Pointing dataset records
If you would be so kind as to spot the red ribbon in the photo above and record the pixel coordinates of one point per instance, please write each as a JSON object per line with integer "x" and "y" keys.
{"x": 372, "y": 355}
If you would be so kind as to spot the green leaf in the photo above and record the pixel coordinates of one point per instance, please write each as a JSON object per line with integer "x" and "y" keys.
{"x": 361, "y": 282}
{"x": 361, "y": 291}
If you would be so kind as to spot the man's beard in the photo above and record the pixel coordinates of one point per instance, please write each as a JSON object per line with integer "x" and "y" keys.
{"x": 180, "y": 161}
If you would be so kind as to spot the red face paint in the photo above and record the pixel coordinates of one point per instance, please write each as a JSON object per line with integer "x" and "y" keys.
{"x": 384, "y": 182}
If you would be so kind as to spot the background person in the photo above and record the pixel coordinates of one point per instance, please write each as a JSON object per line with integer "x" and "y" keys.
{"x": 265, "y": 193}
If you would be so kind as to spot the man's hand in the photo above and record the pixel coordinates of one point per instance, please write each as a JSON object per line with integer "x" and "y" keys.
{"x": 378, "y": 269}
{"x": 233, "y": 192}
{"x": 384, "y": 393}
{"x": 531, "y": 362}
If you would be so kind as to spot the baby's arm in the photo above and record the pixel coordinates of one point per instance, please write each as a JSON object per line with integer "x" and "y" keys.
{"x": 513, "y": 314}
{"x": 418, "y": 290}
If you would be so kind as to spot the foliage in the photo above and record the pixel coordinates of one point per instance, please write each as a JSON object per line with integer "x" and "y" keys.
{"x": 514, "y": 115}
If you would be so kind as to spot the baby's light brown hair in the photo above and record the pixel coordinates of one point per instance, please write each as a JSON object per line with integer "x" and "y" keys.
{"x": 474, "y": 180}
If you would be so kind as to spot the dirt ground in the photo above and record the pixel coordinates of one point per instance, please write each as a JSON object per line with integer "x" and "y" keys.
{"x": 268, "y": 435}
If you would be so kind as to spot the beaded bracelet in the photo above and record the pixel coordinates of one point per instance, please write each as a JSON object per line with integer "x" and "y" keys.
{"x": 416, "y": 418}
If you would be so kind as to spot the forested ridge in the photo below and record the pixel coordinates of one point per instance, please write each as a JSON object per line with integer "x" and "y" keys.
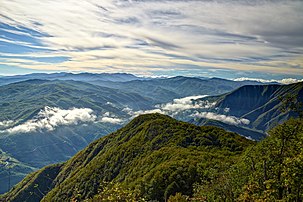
{"x": 156, "y": 157}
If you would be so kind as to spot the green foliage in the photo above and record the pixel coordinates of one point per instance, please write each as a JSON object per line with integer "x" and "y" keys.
{"x": 178, "y": 198}
{"x": 154, "y": 156}
{"x": 269, "y": 171}
{"x": 115, "y": 192}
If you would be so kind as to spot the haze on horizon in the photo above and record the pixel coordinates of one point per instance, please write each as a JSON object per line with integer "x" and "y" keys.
{"x": 228, "y": 39}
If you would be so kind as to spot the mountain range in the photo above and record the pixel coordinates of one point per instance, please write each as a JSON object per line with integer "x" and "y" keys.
{"x": 157, "y": 158}
{"x": 48, "y": 118}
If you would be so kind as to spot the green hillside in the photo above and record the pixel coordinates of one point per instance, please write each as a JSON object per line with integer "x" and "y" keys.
{"x": 260, "y": 104}
{"x": 154, "y": 156}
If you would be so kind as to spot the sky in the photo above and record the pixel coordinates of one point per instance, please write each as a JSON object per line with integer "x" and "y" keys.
{"x": 224, "y": 38}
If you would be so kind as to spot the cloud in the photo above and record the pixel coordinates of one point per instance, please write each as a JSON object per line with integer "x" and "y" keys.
{"x": 220, "y": 117}
{"x": 185, "y": 103}
{"x": 175, "y": 107}
{"x": 5, "y": 124}
{"x": 282, "y": 81}
{"x": 138, "y": 36}
{"x": 110, "y": 118}
{"x": 50, "y": 118}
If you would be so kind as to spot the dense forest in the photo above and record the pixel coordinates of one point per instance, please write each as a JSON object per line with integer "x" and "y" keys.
{"x": 156, "y": 157}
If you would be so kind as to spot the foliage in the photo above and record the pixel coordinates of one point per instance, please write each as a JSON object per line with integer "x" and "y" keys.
{"x": 154, "y": 156}
{"x": 272, "y": 170}
{"x": 116, "y": 192}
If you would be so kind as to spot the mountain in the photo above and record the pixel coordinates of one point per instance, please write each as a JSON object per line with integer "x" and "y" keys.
{"x": 260, "y": 104}
{"x": 115, "y": 77}
{"x": 154, "y": 155}
{"x": 246, "y": 132}
{"x": 29, "y": 108}
{"x": 167, "y": 89}
{"x": 33, "y": 127}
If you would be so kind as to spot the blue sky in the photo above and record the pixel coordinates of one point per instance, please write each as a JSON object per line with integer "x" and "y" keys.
{"x": 228, "y": 39}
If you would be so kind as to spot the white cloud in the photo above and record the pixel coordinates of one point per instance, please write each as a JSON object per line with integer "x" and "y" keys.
{"x": 118, "y": 35}
{"x": 282, "y": 81}
{"x": 51, "y": 117}
{"x": 176, "y": 106}
{"x": 185, "y": 103}
{"x": 5, "y": 124}
{"x": 220, "y": 117}
{"x": 111, "y": 120}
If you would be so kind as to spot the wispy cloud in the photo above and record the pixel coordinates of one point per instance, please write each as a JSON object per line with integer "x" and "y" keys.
{"x": 175, "y": 107}
{"x": 110, "y": 118}
{"x": 282, "y": 81}
{"x": 221, "y": 117}
{"x": 52, "y": 117}
{"x": 154, "y": 36}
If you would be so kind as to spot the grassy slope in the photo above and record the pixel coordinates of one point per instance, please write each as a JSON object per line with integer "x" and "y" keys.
{"x": 153, "y": 154}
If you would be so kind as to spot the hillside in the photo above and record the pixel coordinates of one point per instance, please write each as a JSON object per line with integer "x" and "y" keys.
{"x": 154, "y": 155}
{"x": 166, "y": 89}
{"x": 260, "y": 104}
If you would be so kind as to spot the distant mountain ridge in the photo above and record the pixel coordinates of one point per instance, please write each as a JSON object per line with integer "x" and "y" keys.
{"x": 115, "y": 77}
{"x": 113, "y": 101}
{"x": 143, "y": 154}
{"x": 260, "y": 104}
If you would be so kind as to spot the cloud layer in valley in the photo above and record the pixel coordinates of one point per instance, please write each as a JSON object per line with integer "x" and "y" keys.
{"x": 221, "y": 117}
{"x": 150, "y": 37}
{"x": 52, "y": 117}
{"x": 176, "y": 106}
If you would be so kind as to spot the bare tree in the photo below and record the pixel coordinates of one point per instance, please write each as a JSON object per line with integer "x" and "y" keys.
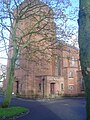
{"x": 84, "y": 44}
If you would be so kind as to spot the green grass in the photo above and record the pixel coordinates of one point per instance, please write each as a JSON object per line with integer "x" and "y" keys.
{"x": 12, "y": 111}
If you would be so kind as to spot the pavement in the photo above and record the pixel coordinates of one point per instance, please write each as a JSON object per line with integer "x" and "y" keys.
{"x": 61, "y": 109}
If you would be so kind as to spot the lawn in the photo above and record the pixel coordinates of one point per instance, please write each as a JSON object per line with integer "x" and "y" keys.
{"x": 12, "y": 111}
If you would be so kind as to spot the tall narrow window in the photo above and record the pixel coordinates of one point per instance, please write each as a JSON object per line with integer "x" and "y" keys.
{"x": 73, "y": 61}
{"x": 40, "y": 87}
{"x": 62, "y": 86}
{"x": 58, "y": 64}
{"x": 71, "y": 74}
{"x": 17, "y": 63}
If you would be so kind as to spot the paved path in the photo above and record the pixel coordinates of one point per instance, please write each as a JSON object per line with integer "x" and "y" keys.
{"x": 63, "y": 109}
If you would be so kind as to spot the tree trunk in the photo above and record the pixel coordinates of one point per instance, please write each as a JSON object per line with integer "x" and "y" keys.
{"x": 8, "y": 95}
{"x": 84, "y": 44}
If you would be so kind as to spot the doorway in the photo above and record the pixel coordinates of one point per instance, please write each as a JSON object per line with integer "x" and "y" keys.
{"x": 52, "y": 88}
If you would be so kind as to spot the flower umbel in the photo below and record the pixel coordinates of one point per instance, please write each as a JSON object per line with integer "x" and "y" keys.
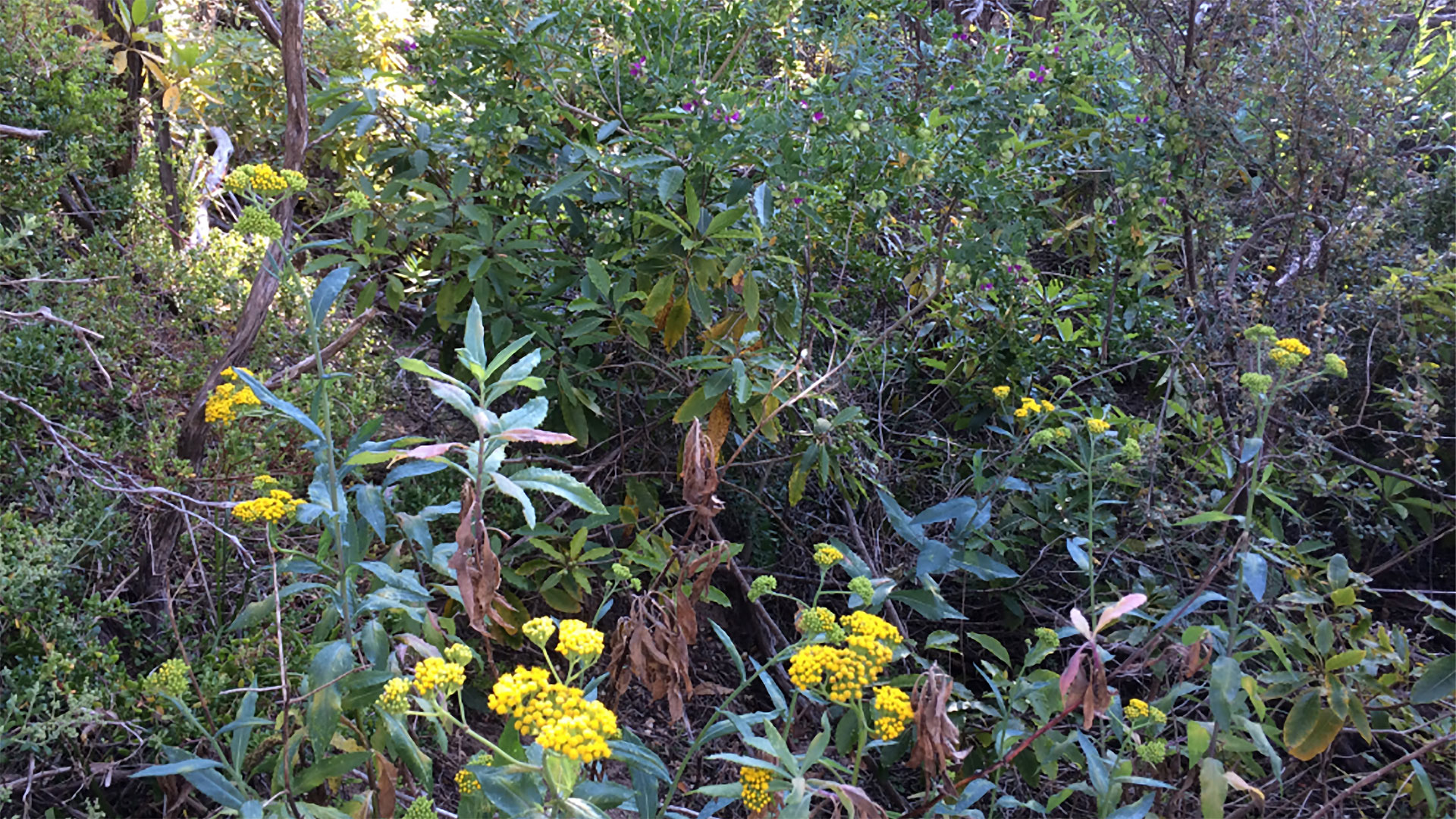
{"x": 894, "y": 711}
{"x": 755, "y": 787}
{"x": 466, "y": 781}
{"x": 436, "y": 673}
{"x": 580, "y": 642}
{"x": 395, "y": 698}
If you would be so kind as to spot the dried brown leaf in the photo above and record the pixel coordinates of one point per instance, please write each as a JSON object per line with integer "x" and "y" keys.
{"x": 937, "y": 736}
{"x": 478, "y": 569}
{"x": 701, "y": 474}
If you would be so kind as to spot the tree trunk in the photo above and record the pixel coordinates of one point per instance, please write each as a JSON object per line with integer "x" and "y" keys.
{"x": 193, "y": 436}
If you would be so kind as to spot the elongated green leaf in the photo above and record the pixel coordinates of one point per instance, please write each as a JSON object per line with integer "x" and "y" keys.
{"x": 325, "y": 706}
{"x": 328, "y": 768}
{"x": 563, "y": 485}
{"x": 1438, "y": 681}
{"x": 174, "y": 768}
{"x": 268, "y": 398}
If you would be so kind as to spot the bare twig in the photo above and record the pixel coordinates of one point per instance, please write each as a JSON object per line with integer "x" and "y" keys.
{"x": 1381, "y": 774}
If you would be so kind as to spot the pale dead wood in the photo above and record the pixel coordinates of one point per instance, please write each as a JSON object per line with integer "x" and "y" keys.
{"x": 309, "y": 362}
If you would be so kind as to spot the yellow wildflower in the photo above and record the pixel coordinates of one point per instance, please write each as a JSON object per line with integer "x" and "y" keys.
{"x": 394, "y": 698}
{"x": 436, "y": 673}
{"x": 827, "y": 556}
{"x": 755, "y": 787}
{"x": 539, "y": 630}
{"x": 1293, "y": 346}
{"x": 466, "y": 781}
{"x": 271, "y": 507}
{"x": 894, "y": 711}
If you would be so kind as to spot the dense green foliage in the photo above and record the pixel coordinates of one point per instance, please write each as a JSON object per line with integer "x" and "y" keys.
{"x": 878, "y": 340}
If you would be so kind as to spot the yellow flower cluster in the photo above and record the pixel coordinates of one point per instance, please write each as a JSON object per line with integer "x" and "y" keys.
{"x": 394, "y": 700}
{"x": 755, "y": 787}
{"x": 827, "y": 556}
{"x": 271, "y": 507}
{"x": 816, "y": 620}
{"x": 1138, "y": 708}
{"x": 894, "y": 711}
{"x": 459, "y": 653}
{"x": 1288, "y": 353}
{"x": 1031, "y": 406}
{"x": 220, "y": 403}
{"x": 264, "y": 180}
{"x": 580, "y": 642}
{"x": 435, "y": 673}
{"x": 843, "y": 672}
{"x": 557, "y": 714}
{"x": 539, "y": 630}
{"x": 466, "y": 781}
{"x": 169, "y": 678}
{"x": 1292, "y": 346}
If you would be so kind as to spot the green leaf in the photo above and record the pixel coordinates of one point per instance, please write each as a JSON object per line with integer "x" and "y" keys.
{"x": 174, "y": 768}
{"x": 993, "y": 646}
{"x": 327, "y": 293}
{"x": 566, "y": 184}
{"x": 328, "y": 768}
{"x": 1345, "y": 659}
{"x": 475, "y": 340}
{"x": 1199, "y": 739}
{"x": 1310, "y": 729}
{"x": 405, "y": 748}
{"x": 1213, "y": 516}
{"x": 676, "y": 324}
{"x": 1223, "y": 689}
{"x": 1438, "y": 681}
{"x": 1213, "y": 789}
{"x": 599, "y": 279}
{"x": 561, "y": 485}
{"x": 327, "y": 703}
{"x": 422, "y": 369}
{"x": 511, "y": 490}
{"x": 696, "y": 406}
{"x": 268, "y": 398}
{"x": 669, "y": 183}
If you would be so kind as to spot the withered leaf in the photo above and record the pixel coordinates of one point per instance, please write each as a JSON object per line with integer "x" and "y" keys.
{"x": 478, "y": 569}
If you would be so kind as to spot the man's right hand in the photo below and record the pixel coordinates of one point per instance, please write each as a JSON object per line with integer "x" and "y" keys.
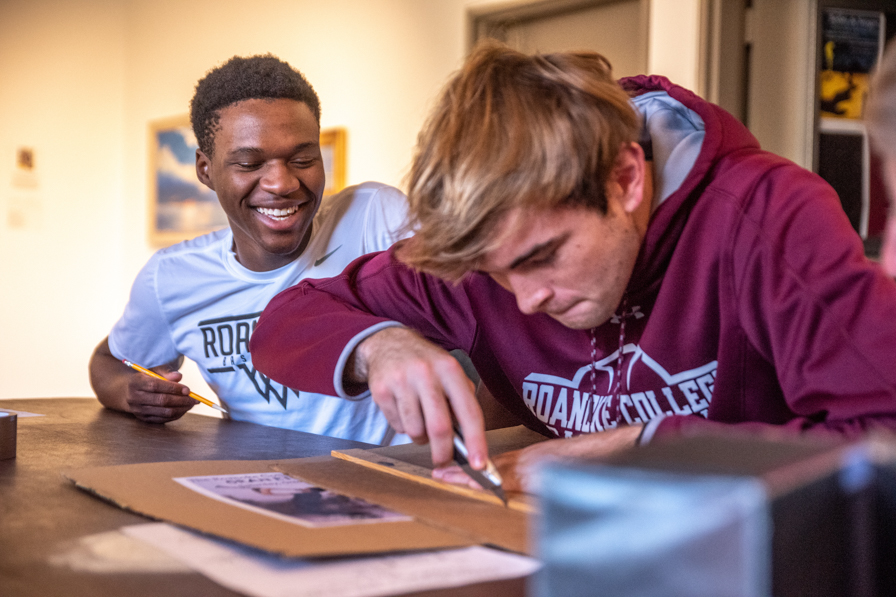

■ Problem details
From the rows above, copy out each line that contains the word "forested".

■ Exercise answer
If you would be so kind as to spot the forested ridge in the photo below and record the pixel coordinates of one point per instance, please write each as a JSON object per line with integer "x" and "y" keys.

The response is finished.